» AVAILABLE RECORDS:
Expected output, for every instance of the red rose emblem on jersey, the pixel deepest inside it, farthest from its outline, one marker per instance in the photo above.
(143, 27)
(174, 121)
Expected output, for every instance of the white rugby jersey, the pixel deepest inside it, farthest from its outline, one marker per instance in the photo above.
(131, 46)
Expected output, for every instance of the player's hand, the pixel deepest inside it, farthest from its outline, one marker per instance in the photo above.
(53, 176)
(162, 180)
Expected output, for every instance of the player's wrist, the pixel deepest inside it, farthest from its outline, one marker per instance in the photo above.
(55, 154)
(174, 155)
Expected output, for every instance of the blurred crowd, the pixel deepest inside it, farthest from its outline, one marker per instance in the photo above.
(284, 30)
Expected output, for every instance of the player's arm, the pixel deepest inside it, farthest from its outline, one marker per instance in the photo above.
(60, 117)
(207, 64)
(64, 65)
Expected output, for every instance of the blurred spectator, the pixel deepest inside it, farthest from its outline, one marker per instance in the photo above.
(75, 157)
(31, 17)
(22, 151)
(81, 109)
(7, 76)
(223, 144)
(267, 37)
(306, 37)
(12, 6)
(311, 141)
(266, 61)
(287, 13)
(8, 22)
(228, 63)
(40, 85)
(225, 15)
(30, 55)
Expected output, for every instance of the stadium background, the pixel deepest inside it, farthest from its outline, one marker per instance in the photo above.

» OBJECTIVE: Reproduce the data without alteration, starting with the line that contains "Expected output, for every instance of the player's arm, the" and ending with the final line of the data, both included.

» RESPONSE TO THE TASK:
Expected output, for every instance of the player's arm, the pixel deepest inside it, farthest from its outline, one marker per instance in the photo above.
(60, 117)
(207, 64)
(64, 65)
Expected output, for every instance of the blurred spectator, the pixel deepest inside it, farthest from its outline, one marker per instance in the photo above.
(75, 157)
(31, 17)
(22, 151)
(81, 109)
(7, 76)
(223, 144)
(267, 37)
(306, 37)
(12, 6)
(311, 141)
(266, 61)
(287, 13)
(8, 22)
(228, 63)
(40, 85)
(225, 15)
(30, 55)
Expected output, for every instance of the stadium background, the pixel deepest inside it, farthest from its outline, one marker per instance in the photo above.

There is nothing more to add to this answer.